━━ AANGELEVERDE TEKST

Artikel 5 - Inkohiering

De invordering van de belasting geschiedt door middel van een kohier dat vastgesteld en uitvoerbaar verklaard wordt door het college van burgemeester en schepenen. De ambtshalve ingekohierde belasting wordt verhoogd met een bedrag gelijk aan de verschuldigde belasting en in geval van herhaling aan het dubbel van het bedrag. Het bedrag van deze verhoging wordt ingekohierd. Voor de inrichtingen die in werking zijn op 1 januari van het belastingjaar wordt een voorlopig kohier opgemaakt volgens gegevens die tot grondslag hebben gediend voor de aanslag van vorig jaar. Deze toestand wordt eventueel herzien door middel van een definitief kohier op het einde van het jaar op grond van volledige gegevens betreffende het dienstjaar waarop de belasting betrekking heeft.

 

Artikel 6 - Betalingstermijn

Aan de belastingplichtige wordt een aanslagbiljet kosteloos toegezonden.

De belasting moet betaald worden binnen twee maanden na de verzending van het aanslagbiljet.

 

Artikel 7 - Bezwaar

De belastingschuldige kan bezwaar indienen tegen deze belasting bij het college van burgemeester en schepenen.

━━━━
━━ VASTGELEGDE GEGEVENS

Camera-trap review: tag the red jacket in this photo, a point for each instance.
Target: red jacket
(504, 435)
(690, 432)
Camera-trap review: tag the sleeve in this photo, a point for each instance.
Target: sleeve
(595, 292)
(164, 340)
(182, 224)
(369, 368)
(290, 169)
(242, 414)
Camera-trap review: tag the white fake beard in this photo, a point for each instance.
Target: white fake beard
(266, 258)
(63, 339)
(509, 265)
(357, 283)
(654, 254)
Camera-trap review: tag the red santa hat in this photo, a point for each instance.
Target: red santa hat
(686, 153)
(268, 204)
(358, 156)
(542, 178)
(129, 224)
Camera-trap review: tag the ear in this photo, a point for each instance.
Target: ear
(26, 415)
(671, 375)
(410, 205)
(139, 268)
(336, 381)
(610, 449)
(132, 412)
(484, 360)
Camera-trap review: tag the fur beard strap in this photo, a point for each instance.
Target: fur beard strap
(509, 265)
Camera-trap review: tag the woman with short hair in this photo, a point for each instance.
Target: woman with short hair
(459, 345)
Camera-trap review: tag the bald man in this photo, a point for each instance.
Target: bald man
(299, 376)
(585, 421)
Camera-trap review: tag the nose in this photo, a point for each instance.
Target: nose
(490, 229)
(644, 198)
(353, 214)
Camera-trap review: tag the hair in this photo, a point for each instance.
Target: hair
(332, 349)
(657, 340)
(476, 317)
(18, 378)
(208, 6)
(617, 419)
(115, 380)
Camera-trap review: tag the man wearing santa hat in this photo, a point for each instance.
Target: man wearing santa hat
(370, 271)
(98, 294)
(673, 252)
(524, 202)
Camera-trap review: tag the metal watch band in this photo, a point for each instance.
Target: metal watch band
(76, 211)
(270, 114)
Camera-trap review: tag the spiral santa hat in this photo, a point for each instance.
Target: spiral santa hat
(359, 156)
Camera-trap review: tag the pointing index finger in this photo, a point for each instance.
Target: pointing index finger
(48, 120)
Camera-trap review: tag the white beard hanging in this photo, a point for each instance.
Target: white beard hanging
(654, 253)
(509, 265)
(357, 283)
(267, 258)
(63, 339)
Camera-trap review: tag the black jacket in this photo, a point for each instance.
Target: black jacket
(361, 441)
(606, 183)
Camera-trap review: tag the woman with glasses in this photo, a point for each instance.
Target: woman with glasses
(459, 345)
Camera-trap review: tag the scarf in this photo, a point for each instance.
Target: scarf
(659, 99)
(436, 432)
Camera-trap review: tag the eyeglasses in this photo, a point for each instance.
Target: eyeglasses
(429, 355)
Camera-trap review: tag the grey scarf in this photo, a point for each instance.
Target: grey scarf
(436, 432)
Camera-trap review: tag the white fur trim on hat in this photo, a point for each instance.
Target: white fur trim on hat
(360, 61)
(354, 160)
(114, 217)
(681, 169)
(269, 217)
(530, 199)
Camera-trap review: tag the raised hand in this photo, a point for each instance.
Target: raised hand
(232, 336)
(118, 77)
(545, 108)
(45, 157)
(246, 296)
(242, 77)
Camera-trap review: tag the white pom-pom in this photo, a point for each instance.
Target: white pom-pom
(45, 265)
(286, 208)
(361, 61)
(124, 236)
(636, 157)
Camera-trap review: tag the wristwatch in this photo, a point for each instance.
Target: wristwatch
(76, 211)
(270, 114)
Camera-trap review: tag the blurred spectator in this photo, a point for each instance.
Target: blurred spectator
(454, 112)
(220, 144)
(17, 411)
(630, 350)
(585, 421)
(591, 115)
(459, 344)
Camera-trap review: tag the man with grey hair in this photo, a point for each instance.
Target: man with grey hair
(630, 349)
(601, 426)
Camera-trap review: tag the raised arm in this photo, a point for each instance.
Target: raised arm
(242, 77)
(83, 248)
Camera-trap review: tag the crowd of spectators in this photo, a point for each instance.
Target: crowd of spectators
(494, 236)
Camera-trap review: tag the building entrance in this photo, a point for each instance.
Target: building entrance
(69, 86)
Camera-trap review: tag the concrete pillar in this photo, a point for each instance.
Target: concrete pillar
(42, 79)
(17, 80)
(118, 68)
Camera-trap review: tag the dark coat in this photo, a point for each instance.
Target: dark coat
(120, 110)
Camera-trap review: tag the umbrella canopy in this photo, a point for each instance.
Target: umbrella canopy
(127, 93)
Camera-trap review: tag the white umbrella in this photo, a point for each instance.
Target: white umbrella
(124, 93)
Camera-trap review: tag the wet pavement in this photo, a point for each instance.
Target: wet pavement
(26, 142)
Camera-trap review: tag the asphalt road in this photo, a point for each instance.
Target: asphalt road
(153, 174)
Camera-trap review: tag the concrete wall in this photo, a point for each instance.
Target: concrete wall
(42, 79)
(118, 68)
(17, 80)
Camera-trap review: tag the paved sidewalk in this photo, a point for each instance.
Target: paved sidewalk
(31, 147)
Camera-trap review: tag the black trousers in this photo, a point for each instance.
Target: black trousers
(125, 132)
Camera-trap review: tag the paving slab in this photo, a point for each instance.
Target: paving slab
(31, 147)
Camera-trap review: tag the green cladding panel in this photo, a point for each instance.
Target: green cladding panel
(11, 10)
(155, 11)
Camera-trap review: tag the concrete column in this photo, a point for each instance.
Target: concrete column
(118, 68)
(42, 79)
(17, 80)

━━━━

* **INSTRUCTIES**:
[1] Binnen welke termijn moet de belasting volgens de aangeleverde tekst worden betaald?
[2] Noem alle titels van de artikelen in de aangeleverde tekst, zonder de artikelnummers.
[3] Vertaal de volgende zin uit de aangeleverde tekst in het Engels: "Aan de belastingplichtige wordt een aanslagbiljet kosteloos toegezonden."
Baseer je uitsluitend op de aangeleverde tekst.

* **OPLOSSINGEN**:
[1] Binnen twee maanden na de verzending van het aanslagbiljet.

[2] Inkohiering, Betalingstermijn, Bezwaar

[3] A tax assessment notice is sent to the taxpayer free of charge.